WHAT THIS TASK INVOLVES ▸
Copy out every line from the one containing "Q: Determine the bounding box of every plane door" down to the one containing "[205,320,749,352]", both included, without any change.

** start of RECORDS PROVIDED **

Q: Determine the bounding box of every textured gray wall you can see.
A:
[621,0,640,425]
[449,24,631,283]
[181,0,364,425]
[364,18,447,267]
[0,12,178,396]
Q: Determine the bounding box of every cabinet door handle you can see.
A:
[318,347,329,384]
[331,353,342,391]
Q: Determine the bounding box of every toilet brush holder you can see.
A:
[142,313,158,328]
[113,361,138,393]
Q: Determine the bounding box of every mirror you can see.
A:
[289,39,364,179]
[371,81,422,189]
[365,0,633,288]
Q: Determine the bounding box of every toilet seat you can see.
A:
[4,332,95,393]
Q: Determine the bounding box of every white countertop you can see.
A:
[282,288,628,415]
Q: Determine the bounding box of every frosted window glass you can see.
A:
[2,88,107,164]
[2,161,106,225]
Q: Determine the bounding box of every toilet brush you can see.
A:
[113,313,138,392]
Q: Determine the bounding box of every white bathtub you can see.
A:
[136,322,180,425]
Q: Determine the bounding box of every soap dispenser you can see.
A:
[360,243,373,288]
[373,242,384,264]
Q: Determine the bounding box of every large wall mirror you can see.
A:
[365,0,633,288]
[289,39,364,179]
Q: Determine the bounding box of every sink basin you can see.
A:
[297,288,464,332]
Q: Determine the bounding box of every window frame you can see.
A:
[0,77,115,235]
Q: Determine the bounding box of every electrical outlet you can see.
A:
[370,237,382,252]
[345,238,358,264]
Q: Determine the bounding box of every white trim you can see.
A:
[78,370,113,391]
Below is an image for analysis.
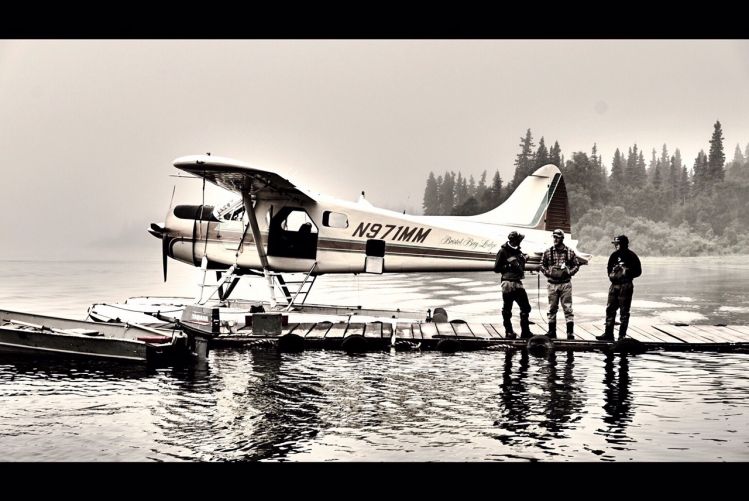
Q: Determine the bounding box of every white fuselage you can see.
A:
[167,195,576,274]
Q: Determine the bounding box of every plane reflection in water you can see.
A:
[156,349,325,461]
[494,350,632,459]
[494,350,585,454]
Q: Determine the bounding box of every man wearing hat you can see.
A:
[596,235,642,341]
[541,229,580,339]
[494,231,533,339]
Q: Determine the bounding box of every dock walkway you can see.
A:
[210,321,749,352]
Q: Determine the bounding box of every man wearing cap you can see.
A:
[541,229,580,339]
[596,235,642,341]
[494,231,533,339]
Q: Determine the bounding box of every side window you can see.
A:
[281,210,317,234]
[322,210,348,228]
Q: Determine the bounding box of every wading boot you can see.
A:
[520,313,533,339]
[546,322,557,339]
[596,320,614,341]
[619,319,629,340]
[502,311,517,339]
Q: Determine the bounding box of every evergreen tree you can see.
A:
[648,148,657,184]
[653,160,663,191]
[624,145,637,186]
[481,171,504,212]
[549,141,560,169]
[707,121,726,185]
[676,164,689,205]
[534,136,549,170]
[588,143,606,201]
[668,155,681,204]
[609,148,626,191]
[733,143,749,165]
[692,150,709,193]
[674,148,684,172]
[422,172,439,216]
[476,170,486,199]
[510,129,535,191]
[439,172,455,215]
[453,171,468,207]
[468,174,476,198]
[631,149,648,188]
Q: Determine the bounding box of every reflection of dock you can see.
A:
[210,320,749,351]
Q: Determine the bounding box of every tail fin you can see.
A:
[469,164,571,233]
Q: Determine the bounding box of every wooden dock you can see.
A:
[210,321,749,352]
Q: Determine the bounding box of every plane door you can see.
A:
[268,207,318,259]
[364,240,385,273]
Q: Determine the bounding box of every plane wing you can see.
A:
[174,155,315,202]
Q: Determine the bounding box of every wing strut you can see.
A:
[242,191,277,308]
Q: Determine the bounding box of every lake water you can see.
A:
[0,253,749,462]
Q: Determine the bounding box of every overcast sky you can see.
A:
[0,40,749,259]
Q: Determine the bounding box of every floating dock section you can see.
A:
[205,320,749,352]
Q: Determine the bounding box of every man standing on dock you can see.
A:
[596,235,642,341]
[494,231,533,339]
[541,229,580,339]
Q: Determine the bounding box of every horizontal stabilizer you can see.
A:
[174,155,315,202]
[467,164,570,233]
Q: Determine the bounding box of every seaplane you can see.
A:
[148,154,591,310]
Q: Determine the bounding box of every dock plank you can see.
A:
[395,322,414,339]
[628,324,684,344]
[419,322,442,340]
[304,322,333,339]
[281,323,299,336]
[466,323,492,340]
[692,325,744,343]
[615,324,676,344]
[653,324,715,344]
[452,323,476,339]
[343,322,367,339]
[575,322,598,341]
[382,324,393,341]
[484,324,506,339]
[434,322,455,337]
[325,322,348,339]
[726,324,749,343]
[481,324,504,339]
[364,322,382,339]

** end of RECORDS PROVIDED **

SOLUTION TO THE EXERCISE ▸
Q: Determine the bounding box of every plane door you can see.
A:
[268,207,318,259]
[364,240,385,273]
Q: Determine the bounding box of every plane wing you can see.
A:
[174,155,315,202]
Q: Determine the bounding box of every wing strut you can see.
A:
[242,191,277,308]
Q: Determine the bounding box of every lake water you can see.
A:
[0,253,749,462]
Q: Determine the bounding box of every overcast sky you can see.
A:
[0,40,749,259]
Q: Determine the bounding box of every floating dock section you can see.
A:
[205,320,749,352]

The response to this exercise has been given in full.